### Brief
Pull each line holding "only" out of the entries below.

### Saved data entries
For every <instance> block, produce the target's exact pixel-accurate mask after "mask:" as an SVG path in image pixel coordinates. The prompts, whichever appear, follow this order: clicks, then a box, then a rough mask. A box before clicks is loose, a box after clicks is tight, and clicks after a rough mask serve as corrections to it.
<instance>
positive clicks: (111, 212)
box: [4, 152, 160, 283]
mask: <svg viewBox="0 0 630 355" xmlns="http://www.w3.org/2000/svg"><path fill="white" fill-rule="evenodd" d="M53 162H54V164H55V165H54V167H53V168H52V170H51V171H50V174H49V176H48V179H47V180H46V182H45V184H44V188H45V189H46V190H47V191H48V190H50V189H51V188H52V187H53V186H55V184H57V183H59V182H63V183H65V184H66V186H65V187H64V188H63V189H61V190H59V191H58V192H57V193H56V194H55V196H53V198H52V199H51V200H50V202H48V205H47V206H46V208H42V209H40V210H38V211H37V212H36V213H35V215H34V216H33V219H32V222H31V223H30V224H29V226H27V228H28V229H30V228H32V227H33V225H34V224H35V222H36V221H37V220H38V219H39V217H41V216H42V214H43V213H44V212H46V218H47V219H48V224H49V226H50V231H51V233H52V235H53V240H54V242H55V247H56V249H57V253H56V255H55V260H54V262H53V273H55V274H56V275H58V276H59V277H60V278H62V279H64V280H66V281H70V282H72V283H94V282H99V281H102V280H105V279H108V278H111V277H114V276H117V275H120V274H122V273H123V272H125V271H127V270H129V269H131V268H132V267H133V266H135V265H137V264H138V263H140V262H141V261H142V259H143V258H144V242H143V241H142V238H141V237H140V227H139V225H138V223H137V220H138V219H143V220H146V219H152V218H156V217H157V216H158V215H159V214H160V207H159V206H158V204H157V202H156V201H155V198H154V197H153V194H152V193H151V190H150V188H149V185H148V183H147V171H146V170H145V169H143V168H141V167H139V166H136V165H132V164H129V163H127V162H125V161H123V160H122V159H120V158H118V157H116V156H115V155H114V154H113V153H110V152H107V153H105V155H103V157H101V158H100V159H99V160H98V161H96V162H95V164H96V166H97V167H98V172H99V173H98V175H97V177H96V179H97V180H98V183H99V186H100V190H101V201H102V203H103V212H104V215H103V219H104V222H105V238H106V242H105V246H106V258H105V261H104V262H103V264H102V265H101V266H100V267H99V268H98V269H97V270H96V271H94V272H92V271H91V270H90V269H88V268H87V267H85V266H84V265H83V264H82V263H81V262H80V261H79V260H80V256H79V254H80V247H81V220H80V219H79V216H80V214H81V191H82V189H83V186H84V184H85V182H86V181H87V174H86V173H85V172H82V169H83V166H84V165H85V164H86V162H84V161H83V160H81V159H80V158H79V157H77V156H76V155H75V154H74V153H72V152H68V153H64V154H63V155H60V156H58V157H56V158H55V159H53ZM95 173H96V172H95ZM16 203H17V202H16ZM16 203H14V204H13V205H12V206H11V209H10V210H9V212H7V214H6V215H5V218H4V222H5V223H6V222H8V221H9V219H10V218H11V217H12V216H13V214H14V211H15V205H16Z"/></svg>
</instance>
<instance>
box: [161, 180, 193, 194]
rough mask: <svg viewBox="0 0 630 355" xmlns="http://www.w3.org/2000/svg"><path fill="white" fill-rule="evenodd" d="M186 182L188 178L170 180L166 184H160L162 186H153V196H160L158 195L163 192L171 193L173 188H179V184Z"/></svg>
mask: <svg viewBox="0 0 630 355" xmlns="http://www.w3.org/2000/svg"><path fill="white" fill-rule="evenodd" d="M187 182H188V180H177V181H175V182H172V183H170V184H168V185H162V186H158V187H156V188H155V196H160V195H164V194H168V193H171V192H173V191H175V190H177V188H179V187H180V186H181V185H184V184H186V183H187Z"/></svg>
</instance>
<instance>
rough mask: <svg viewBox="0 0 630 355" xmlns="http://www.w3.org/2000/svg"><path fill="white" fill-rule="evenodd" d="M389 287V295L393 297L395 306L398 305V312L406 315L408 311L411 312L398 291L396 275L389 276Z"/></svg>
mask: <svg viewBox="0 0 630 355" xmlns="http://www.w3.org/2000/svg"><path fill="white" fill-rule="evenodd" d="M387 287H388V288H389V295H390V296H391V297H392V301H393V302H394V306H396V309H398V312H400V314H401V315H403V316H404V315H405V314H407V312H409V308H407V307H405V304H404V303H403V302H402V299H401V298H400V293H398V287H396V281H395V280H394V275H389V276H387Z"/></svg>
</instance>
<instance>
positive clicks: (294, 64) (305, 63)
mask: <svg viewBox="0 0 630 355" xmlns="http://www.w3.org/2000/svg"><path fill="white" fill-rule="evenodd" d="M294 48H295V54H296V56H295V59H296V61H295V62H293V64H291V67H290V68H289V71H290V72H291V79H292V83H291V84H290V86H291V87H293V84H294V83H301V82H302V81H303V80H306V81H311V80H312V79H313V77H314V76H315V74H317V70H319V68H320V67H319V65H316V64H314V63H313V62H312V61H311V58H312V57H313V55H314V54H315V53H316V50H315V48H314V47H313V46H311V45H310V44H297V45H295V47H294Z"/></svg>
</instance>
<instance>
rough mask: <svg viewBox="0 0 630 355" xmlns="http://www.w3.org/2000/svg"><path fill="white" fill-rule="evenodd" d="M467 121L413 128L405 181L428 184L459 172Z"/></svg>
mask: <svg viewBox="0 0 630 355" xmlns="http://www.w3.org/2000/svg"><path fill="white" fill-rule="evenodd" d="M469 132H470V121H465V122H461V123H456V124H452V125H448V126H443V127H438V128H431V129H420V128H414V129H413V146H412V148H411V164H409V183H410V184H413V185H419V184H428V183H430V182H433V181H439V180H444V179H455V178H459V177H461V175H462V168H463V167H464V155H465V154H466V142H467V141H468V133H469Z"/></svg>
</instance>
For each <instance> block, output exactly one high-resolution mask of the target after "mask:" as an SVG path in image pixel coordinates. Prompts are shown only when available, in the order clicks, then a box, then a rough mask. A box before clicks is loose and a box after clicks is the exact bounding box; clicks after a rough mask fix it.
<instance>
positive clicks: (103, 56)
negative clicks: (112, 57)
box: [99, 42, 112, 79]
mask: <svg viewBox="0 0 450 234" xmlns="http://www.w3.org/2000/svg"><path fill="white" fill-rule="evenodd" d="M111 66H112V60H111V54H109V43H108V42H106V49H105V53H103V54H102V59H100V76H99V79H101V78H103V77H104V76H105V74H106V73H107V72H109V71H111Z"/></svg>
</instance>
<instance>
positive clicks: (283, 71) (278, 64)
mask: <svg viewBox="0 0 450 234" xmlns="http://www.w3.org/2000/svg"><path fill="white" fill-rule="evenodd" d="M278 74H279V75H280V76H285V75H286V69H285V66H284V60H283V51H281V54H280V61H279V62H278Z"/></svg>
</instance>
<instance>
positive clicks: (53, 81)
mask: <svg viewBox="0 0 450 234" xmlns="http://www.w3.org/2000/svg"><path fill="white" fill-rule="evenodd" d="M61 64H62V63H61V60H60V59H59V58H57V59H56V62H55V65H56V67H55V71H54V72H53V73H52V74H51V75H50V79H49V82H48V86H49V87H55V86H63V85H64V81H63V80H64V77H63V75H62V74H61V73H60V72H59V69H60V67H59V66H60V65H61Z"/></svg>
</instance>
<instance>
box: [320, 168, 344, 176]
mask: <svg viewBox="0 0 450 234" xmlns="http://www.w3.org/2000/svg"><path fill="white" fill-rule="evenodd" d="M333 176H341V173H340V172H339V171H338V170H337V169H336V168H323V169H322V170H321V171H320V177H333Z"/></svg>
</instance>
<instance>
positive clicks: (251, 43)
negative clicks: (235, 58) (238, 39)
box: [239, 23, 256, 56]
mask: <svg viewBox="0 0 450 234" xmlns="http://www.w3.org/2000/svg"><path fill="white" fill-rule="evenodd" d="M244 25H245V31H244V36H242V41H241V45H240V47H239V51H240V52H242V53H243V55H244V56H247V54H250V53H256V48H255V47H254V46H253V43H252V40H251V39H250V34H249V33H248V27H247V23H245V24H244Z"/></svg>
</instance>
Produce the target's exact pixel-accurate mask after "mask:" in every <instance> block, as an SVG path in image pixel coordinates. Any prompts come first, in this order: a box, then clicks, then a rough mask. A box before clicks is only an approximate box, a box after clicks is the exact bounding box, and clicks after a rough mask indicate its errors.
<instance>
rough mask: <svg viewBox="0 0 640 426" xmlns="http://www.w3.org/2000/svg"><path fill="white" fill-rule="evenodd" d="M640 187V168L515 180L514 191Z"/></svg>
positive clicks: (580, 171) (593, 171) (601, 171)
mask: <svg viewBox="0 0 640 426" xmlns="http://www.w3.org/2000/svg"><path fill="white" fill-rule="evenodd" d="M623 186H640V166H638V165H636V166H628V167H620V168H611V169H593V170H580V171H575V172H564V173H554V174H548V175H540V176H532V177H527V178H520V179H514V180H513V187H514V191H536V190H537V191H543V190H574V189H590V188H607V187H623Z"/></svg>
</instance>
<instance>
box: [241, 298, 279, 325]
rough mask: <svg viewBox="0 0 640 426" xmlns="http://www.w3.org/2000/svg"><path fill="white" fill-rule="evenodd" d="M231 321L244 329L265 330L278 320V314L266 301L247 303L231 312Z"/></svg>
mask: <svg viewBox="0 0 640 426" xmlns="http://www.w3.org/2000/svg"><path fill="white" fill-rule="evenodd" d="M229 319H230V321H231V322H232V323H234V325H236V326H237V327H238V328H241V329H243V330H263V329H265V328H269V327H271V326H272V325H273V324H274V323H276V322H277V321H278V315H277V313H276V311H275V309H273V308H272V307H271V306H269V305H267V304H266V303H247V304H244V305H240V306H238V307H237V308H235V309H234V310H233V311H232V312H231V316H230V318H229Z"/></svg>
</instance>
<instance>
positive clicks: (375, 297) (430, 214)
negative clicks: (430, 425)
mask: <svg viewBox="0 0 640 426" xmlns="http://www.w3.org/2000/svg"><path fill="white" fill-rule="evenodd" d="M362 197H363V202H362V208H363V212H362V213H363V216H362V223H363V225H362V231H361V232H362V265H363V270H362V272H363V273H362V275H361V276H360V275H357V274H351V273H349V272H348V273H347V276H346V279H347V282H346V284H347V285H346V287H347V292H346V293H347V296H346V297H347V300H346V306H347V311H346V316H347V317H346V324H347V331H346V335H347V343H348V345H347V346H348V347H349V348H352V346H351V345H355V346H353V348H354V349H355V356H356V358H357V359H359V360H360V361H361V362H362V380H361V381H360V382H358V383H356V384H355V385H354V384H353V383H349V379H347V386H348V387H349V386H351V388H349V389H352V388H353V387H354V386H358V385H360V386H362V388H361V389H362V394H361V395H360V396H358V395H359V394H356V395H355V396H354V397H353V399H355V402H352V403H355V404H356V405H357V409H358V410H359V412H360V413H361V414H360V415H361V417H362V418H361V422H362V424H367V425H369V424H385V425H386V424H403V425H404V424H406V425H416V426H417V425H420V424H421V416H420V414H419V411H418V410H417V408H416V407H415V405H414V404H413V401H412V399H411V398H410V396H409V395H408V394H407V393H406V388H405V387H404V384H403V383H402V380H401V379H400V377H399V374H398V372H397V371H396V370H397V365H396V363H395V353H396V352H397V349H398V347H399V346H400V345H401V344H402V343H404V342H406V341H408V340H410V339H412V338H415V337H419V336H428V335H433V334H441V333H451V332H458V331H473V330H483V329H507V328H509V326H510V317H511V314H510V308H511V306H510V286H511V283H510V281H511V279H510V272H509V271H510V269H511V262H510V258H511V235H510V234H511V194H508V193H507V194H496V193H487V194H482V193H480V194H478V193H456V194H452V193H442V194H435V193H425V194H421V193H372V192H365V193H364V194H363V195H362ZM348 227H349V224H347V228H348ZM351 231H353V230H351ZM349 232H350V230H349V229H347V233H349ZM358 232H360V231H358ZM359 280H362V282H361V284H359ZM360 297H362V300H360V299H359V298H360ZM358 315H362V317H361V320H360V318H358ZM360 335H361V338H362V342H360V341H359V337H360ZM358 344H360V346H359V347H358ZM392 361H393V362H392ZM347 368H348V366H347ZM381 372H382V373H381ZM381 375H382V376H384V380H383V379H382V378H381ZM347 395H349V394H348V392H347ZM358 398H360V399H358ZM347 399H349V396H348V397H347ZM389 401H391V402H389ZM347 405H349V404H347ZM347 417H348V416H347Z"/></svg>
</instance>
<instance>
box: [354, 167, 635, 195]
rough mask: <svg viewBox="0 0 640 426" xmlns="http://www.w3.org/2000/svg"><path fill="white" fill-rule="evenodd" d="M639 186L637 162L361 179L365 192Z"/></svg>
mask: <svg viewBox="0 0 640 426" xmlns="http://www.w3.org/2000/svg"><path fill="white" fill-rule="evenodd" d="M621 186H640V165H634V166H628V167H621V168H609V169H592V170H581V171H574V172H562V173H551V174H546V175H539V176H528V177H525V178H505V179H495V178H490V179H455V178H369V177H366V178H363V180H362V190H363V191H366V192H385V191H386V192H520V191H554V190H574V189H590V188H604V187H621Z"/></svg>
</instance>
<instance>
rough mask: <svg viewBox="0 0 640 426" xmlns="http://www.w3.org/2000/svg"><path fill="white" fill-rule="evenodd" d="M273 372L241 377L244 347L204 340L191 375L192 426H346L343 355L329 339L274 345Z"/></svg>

### Reply
For each <instance> block, output exactly one high-resolution mask of the target after "mask:" as an SVG path in image pixel coordinates. Prompts are shown only when available, in the order clicks, then a box, then a rough mask. A box before clicks is loose and a box after clicks is the exact bounding box; clicks after a rough mask fix it.
Produce the target's exact pixel-accurate mask after "mask:" in every <instance> block, as an SVG path in image pixel coordinates. Any prompts come first, in this order: a box, then clicks, then a rough mask. A box before clicks is only an approximate box, a box after clicks is the exact bounding box, and clicks after a rough mask indicate its errors.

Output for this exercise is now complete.